- FRAGMENTO DEL TEXTO
"""
La película de la directora francesa Anne Fontaine (la quinta de su filmografía, pero la primera que se conoce en la Argentina) trabaja a partir de un título de inspiración freudiana, pero elige sabiamente evitar el psicologismo y los estereotipos de diván. Cómo maté a mi padre tiene la virtud de ser un film siempre ambiguo, complejo, inasible, que va creciendo en intensidad con el tiempo, como un buen vino de cava. Ese padre puede ser un padre real o una mera proyección de Jean–Luc, perturbado por la noticia de su muerte, pero poco importa a los intereses del film, que tiene siempre un tono levemente fantástico, con esa ciudad desierta, tan vieja y distinguida como los pacientes que acuden a los costosos tratamientos de gerontología.
Lo que importa verdaderamente de esa irrupción del padre (interpretado de manera tan sobria como soberbia por Michel Bouquet, a quien los cinéfilos asociarán con la obra de Claude Chabrol) es que se trata de una instancia crítica, perturbadora, subversiva incluso. Ese padre ausente, que abandonó a sus hijos de pequeños para irse misteriosamente al Africa, de donde nunca más volvió, no da razones valederas para ese acto extremo. Es más, no parece arrepentido. Más bien, todo lo contrario. Dice que fue una forma de sobrevivir y que allí, a su manera, fue feliz, ejerciendo de médico en un dispensario de campaña, en las antípodas de lo que hoy hace Jean–Luc (Charles Berling). Comprende la furia contenida y el resentimiento que pueden haber anidado en el corazón de sus hijos, pero no viene a pedir plata, ni disculpas, ni una redención final. Vuelve, simplemente, y con ello crea un cisma en la vida de Jean–Luc, tan prolija y ordenada –incluso en sus burguesas infidelidades conyugales- como su gélido despacho.
"""
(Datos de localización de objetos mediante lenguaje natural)
"""
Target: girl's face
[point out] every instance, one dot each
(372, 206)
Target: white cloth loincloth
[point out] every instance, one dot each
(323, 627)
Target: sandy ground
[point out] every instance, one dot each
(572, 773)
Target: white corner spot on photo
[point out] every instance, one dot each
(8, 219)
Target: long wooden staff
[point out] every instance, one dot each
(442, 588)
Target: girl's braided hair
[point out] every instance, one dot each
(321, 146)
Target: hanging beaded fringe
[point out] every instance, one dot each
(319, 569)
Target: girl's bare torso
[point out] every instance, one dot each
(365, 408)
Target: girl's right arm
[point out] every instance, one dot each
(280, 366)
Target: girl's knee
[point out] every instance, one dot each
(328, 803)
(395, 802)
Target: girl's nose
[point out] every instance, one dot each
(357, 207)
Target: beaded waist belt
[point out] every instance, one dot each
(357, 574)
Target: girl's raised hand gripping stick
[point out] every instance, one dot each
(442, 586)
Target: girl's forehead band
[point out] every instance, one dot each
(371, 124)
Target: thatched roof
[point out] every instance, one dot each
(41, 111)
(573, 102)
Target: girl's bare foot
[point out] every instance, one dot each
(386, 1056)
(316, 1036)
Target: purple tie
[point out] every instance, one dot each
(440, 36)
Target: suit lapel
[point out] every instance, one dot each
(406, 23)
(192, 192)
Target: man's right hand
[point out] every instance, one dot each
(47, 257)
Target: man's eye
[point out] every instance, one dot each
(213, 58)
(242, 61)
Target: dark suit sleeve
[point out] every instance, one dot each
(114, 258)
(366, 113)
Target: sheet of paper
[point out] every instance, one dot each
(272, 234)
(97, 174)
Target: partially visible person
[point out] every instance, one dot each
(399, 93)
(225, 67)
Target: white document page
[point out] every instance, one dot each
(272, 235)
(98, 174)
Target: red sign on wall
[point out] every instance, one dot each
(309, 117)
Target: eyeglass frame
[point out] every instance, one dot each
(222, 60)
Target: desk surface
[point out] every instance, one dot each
"""
- EJERCICIO 1
Copia literalmente la reseña de Cómo maté a mi padre desde "La película de" hasta "tratamientos de gerontología.".
- EJERCICIO 2
Prolonga la reseña de la película Cómo maté a mi padre a partir del punto en que termina.
Los registros no se necesitan para nada.

- RESPUESTA 1
La película de la directora francesa Anne Fontaine (la quinta de su filmografía, pero la primera que se conoce en la Argentina) trabaja a partir de un título de inspiración freudiana, pero elige sabiamente evitar el psicologismo y los estereotipos de diván. Cómo maté a mi padre tiene la virtud de ser un film siempre ambiguo, complejo, inasible, que va creciendo en intensidad con el tiempo, como un buen vino de cava. Ese padre puede ser un padre real o una mera proyección de Jean–Luc, perturbado por la noticia de su muerte, pero poco importa a los intereses del film, que tiene siempre un tono levemente fantástico, con esa ciudad desierta, tan vieja y distinguida como los pacientes que acuden a los costosos tratamientos de gerontología.

- RESPUESTA 2
“¿Qué querés, después de 20 años y tres postales?”, le recrimina desde su lugar de poder Jean–Luc, siempre dispuesto a solucionar todo con su chequera. Y su padre no quiere nada, ni siquiera afecto. “No estoy obligado a quererte”, dice sin emoción ese hombre viejo, en una frase brutal, que viene a contradecir los vínculos más atávicos. En un guión preciso, pleno de recovecos y simetrías (escrito por la directora en colaboración con Jacques Fieschi, un ex redactor de los Cahiers du Cinéma)esas palabras hirientes se entroncan con las de un paciente de Jean–Luc, que al comienzo del film habla de su hijo y reconoce que lo siente “como un extraño... como una amenaza”.
Si hay algo que la película de Anne Fontaine pone siempre en cuestión —y por eso es incómoda y parece ir siempre a contramano– son los vínculos familiares, los lazos de sangre, los lugares comunes de los afectos, aquello que se da naturalmente por sentado. Ese padre viene de una zona oscura del pasado, de ese continente mítico e indescifrable que es Africa, y allí, en el corazón de Europa, donde todo parece claro y luminoso, empieza a echar conos de sombra, a sembrar dudas, a alterar discretamente el hipócrita equilibrio familiar de Jean–Luc.
La puesta en escena de Fontaine es tan fría y austera como sus personajes. No busca el exhibicionismo ni la sorpresa. El suyo es sin duda un cine de prosa, pero de una prosa sólida, elegante, que nunca necesita llamar la atención con una pirueta de la cámara, un tour de force de los actores o un montaje vertiginoso. Hay algo opaco incluso en su film, pero es consustancial con su material: tiene que ver con la opacidad de esos personajes que parecen vivir detrás de un vidrio oscuro.